[Start Dataset records]

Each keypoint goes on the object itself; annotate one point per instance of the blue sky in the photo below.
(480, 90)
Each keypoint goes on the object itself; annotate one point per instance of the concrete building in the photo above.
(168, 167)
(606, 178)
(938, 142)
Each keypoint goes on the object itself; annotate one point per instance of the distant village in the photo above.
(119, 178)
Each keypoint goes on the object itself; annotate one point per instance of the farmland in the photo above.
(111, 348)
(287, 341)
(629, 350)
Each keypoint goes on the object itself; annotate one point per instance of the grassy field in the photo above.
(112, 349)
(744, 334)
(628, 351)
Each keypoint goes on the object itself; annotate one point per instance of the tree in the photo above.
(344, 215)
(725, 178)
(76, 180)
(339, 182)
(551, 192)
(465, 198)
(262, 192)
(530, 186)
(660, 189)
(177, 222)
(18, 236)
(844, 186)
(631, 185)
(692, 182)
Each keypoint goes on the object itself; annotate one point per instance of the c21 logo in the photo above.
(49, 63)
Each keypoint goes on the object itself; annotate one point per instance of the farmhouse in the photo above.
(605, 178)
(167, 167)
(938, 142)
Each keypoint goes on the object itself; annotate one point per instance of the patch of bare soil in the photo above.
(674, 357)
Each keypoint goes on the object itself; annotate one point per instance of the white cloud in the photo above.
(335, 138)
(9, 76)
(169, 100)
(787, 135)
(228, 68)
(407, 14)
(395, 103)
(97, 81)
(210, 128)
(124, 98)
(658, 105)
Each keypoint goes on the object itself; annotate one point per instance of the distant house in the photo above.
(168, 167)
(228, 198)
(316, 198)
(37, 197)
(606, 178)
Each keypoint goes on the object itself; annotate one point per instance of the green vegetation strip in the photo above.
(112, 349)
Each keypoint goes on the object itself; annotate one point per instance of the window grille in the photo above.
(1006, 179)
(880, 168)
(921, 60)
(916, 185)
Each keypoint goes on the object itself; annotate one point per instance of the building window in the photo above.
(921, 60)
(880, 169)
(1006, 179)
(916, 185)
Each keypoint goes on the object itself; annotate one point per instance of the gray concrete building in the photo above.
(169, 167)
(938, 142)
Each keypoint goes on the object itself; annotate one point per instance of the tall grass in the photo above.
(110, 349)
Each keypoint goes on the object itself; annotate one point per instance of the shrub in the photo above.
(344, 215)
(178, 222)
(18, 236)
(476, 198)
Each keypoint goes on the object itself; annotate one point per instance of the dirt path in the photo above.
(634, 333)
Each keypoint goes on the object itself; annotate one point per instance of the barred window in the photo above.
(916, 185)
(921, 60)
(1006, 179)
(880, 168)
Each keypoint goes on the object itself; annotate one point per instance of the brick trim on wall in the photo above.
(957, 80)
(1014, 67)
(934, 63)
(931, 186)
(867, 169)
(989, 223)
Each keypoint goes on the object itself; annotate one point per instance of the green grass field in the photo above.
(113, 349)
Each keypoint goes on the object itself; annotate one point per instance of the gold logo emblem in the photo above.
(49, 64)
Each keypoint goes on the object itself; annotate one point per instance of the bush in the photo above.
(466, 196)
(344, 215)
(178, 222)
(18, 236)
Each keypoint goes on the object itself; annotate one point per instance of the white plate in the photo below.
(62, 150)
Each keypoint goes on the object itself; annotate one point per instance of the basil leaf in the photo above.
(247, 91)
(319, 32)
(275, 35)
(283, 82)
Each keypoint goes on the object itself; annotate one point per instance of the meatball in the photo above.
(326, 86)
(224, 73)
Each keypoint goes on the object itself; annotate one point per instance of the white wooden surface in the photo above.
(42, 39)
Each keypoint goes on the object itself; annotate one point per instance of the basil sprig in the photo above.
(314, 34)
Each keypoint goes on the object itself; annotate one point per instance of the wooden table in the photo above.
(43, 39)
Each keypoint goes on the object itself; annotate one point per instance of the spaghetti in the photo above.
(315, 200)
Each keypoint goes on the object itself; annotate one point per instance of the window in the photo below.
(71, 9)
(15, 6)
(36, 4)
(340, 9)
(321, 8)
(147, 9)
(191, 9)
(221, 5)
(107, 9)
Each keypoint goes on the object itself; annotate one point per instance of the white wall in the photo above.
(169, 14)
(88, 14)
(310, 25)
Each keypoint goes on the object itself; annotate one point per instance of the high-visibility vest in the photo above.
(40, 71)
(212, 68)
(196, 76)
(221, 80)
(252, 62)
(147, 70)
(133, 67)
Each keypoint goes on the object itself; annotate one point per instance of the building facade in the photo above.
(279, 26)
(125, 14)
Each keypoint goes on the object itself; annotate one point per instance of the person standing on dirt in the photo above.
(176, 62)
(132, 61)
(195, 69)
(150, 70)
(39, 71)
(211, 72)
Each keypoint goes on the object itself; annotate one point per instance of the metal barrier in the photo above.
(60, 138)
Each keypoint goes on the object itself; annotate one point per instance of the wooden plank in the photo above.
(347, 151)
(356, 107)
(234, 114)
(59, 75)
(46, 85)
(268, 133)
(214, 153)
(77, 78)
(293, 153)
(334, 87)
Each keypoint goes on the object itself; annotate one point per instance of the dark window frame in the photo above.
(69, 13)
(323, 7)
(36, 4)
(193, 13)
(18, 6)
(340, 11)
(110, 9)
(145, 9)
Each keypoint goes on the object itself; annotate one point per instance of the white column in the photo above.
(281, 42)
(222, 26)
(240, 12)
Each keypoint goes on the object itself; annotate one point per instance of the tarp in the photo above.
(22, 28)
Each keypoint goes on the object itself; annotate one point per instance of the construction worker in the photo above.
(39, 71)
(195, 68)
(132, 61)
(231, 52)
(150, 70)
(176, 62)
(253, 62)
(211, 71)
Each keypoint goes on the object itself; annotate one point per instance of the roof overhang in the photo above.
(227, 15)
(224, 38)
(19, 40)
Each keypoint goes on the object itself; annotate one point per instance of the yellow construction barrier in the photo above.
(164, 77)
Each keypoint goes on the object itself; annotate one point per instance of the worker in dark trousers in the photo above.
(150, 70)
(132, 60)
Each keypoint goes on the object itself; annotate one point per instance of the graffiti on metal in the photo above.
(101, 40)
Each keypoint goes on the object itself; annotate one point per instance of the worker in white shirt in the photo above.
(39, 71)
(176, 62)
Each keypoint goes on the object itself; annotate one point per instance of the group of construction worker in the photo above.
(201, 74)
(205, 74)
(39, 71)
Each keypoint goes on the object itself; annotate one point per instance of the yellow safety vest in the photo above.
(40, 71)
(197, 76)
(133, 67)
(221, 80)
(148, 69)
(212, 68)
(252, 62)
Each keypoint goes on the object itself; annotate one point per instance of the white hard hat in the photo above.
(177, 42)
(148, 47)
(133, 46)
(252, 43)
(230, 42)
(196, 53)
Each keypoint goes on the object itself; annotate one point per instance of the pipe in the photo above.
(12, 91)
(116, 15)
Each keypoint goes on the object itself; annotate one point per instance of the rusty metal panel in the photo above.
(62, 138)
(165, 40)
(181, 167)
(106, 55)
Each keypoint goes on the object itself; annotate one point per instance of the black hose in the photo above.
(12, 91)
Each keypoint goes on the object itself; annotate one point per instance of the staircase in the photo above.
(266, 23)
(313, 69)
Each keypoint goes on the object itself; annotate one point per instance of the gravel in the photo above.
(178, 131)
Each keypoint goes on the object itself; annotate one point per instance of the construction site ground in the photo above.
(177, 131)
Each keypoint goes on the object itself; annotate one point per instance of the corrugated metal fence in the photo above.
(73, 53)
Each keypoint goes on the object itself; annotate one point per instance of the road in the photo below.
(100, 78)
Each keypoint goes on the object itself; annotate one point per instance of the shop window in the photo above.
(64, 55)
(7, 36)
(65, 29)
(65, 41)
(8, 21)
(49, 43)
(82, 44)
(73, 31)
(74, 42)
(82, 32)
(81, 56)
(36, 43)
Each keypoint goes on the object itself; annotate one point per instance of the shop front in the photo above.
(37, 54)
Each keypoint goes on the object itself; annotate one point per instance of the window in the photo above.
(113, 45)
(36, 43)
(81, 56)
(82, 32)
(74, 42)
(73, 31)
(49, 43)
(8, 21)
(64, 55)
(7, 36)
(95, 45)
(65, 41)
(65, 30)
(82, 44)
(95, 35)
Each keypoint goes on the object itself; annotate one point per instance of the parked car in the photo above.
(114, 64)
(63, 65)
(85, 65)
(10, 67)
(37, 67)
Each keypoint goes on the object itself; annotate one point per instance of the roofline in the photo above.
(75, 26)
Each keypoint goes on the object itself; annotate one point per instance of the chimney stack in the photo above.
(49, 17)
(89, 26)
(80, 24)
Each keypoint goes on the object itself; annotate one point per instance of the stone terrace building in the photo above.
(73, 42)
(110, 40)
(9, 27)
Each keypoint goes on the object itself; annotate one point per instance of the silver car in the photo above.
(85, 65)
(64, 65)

[End Dataset records]

▶ [Exercise objective]: Render the stretch from the line containing "front in the photo above." through the end of the listing as a numbered list, leaving out any blank lines.

▶ [Problem solution]:
1. Each keypoint goes on the object itself; annotate one point per instance of the shop front in the photo above.
2. (37, 54)
3. Each keypoint goes on the object itself; annotate one point per instance of the window in the photo above.
4. (113, 45)
5. (36, 43)
6. (81, 56)
7. (82, 32)
8. (74, 42)
9. (73, 31)
10. (49, 43)
11. (8, 21)
12. (64, 55)
13. (7, 36)
14. (95, 45)
15. (65, 41)
16. (65, 30)
17. (82, 44)
18. (95, 35)
19. Each keypoint goes on the object itself; annotate one point per instance of the parked car in the photo above.
20. (114, 64)
21. (63, 65)
22. (85, 65)
23. (10, 67)
24. (37, 67)
25. Each keypoint goes on the object itself; annotate one point per instance of the roofline in the photo above.
26. (75, 26)
27. Each keypoint goes on the object itself; annotate one point per instance of the chimney stack in the photo above.
28. (49, 17)
29. (89, 26)
30. (80, 24)
31. Each keypoint goes on the object itself; annotate one point per instance of the stone terrace building in the photo above.
32. (73, 42)
33. (110, 40)
34. (9, 27)
35. Each keypoint goes on the object itself; annotate one point per instance of the silver car in the photo above.
36. (85, 65)
37. (64, 65)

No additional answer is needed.